REQUIRED ACTION A = According to the text about Adley's adoption, how long had Adley been in foster care after he became eligible for adoption?
REQUIRED ACTION B = Transcribe the part of the text about Adley's adoption that opens with the words containing "2 Years with Adley" and closes with "was not ideal.".

TEXT SECTION =
━━━━━━━━━━━━━━━━
2 Years with Adley

Two years ago the call came. “I don’t know why I was hesitant,” the social worker said. “Once I met you, it was clear you’re the right family.”

My son, Adley, had languished in foster care for more than half a year once he was eligible for adoption. His social worker, who had been on the case since he entered the system at birth, was devoted to him. She wanted what was best and didn’t see how that could be me. Due to his special needs resulting from a micro deletion and micro addition genetically, her wish for him was a two parent home without any other children where he could be the primary focus. A single mother with two adopted children was not ideal.

She waited. She searched. She tried to find what she thought was best. I appreciate her concern and dedication. Having been told I was not a possibility, I’d attempted to convince Raine and Athena that he was not going to be their brother after all. They would not believe me. I’d made them no promises. I’d not even introduced the idea to them. It was something the girls determined on their own. As they visited with Adley at my friend’s house where he was being fostered, they decided he would be their brother despite being told all along it was impossible. To begin with, adoption was not looking likely in his case. Then, when at last it was, our family wasn’t a consideration.
━━━━━━━━━━━━━━━━
DATA =
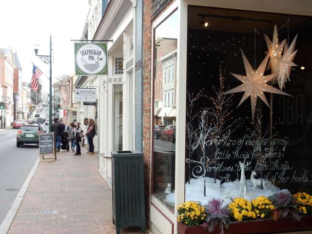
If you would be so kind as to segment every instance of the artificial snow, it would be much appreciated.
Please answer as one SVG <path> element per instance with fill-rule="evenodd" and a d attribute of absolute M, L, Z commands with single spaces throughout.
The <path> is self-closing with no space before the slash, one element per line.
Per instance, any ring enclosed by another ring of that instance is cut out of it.
<path fill-rule="evenodd" d="M 206 197 L 204 197 L 204 179 L 203 177 L 193 178 L 191 180 L 190 184 L 189 184 L 188 182 L 185 184 L 185 201 L 198 201 L 203 206 L 213 198 L 217 198 L 223 200 L 223 205 L 226 205 L 232 202 L 235 198 L 244 197 L 243 190 L 242 190 L 241 194 L 239 194 L 239 181 L 223 183 L 220 186 L 219 180 L 217 179 L 216 183 L 214 183 L 214 178 L 211 177 L 206 177 Z M 288 190 L 280 190 L 268 181 L 266 183 L 266 189 L 262 190 L 260 186 L 259 188 L 254 188 L 251 180 L 246 180 L 247 191 L 245 198 L 250 201 L 259 196 L 268 197 L 274 194 L 282 192 L 290 193 Z M 174 204 L 175 193 L 168 195 L 166 197 L 166 200 L 168 202 Z"/>

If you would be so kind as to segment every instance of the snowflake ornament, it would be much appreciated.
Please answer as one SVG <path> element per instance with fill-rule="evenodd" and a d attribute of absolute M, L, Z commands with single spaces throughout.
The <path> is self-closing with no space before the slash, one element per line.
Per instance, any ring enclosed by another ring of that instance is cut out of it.
<path fill-rule="evenodd" d="M 252 67 L 242 50 L 241 52 L 246 75 L 242 76 L 241 75 L 230 73 L 243 83 L 238 86 L 235 87 L 226 92 L 225 94 L 229 94 L 241 92 L 245 92 L 237 107 L 250 97 L 253 118 L 254 118 L 258 97 L 259 97 L 268 106 L 269 106 L 264 92 L 266 92 L 267 93 L 288 96 L 291 95 L 267 84 L 269 81 L 274 78 L 277 75 L 276 74 L 269 75 L 268 76 L 264 76 L 264 75 L 269 60 L 269 54 L 267 55 L 264 59 L 263 59 L 257 70 L 255 71 Z"/>

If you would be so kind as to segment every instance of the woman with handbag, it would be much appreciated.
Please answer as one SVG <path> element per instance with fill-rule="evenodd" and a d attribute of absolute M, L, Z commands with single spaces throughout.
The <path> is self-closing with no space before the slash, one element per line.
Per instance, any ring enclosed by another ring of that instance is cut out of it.
<path fill-rule="evenodd" d="M 75 151 L 75 133 L 74 132 L 74 129 L 75 128 L 75 124 L 73 122 L 72 122 L 69 124 L 68 127 L 68 139 L 70 140 L 71 143 L 71 149 L 72 150 L 72 152 L 74 152 Z"/>
<path fill-rule="evenodd" d="M 94 144 L 93 144 L 93 137 L 96 136 L 96 124 L 93 118 L 90 118 L 88 120 L 88 126 L 86 136 L 88 138 L 89 142 L 89 153 L 87 155 L 93 155 L 94 152 Z"/>
<path fill-rule="evenodd" d="M 76 143 L 76 153 L 74 155 L 80 155 L 81 152 L 80 148 L 80 142 L 81 141 L 80 134 L 83 134 L 81 131 L 81 128 L 79 126 L 78 122 L 75 122 L 75 128 L 74 128 L 74 139 Z"/>

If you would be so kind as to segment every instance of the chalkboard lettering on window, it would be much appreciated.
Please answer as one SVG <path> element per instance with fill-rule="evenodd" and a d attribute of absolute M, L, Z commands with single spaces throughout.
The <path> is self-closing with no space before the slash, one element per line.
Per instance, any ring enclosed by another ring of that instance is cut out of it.
<path fill-rule="evenodd" d="M 39 154 L 51 155 L 54 154 L 54 133 L 39 134 Z"/>

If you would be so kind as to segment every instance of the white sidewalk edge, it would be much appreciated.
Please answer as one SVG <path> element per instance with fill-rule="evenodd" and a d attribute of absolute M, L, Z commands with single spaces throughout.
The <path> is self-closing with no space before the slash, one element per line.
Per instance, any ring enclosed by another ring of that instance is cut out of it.
<path fill-rule="evenodd" d="M 112 189 L 112 185 L 111 184 L 111 183 L 110 183 L 110 182 L 107 180 L 107 177 L 105 177 L 104 176 L 104 174 L 99 170 L 98 169 L 98 173 L 99 173 L 99 175 L 101 175 L 101 176 L 102 176 L 102 178 L 103 178 L 104 179 L 104 180 L 106 182 L 106 183 L 108 184 L 108 186 L 111 188 L 111 189 Z M 0 234 L 2 234 L 0 233 Z"/>
<path fill-rule="evenodd" d="M 33 168 L 31 169 L 28 176 L 24 182 L 24 184 L 23 184 L 18 195 L 16 196 L 16 198 L 15 198 L 15 200 L 14 202 L 13 202 L 11 209 L 1 224 L 1 226 L 0 226 L 0 234 L 6 234 L 9 231 L 10 226 L 13 221 L 13 219 L 14 219 L 16 213 L 18 213 L 20 206 L 24 198 L 24 195 L 25 195 L 26 191 L 29 186 L 29 184 L 30 184 L 30 181 L 31 181 L 33 177 L 34 177 L 34 175 L 38 167 L 38 165 L 39 165 L 39 162 L 40 159 L 39 157 L 38 157 L 37 160 L 35 163 L 35 164 L 34 164 Z"/>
━━━━━━━━━━━━━━━━
EXPECTED ANSWER A = More than half a year.

EXPECTED ANSWER B =
2 Years with Adley

Two years ago the call came. “I don’t know why I was hesitant,” the social worker said. “Once I met you, it was clear you’re the right family.”

My son, Adley, had languished in foster care for more than half a year once he was eligible for adoption. His social worker, who had been on the case since he entered the system at birth, was devoted to him. She wanted what was best and didn’t see how that could be me. Due to his special needs resulting from a micro deletion and micro addition genetically, her wish for him was a two parent home without any other children where he could be the primary focus. A single mother with two adopted children was not ideal.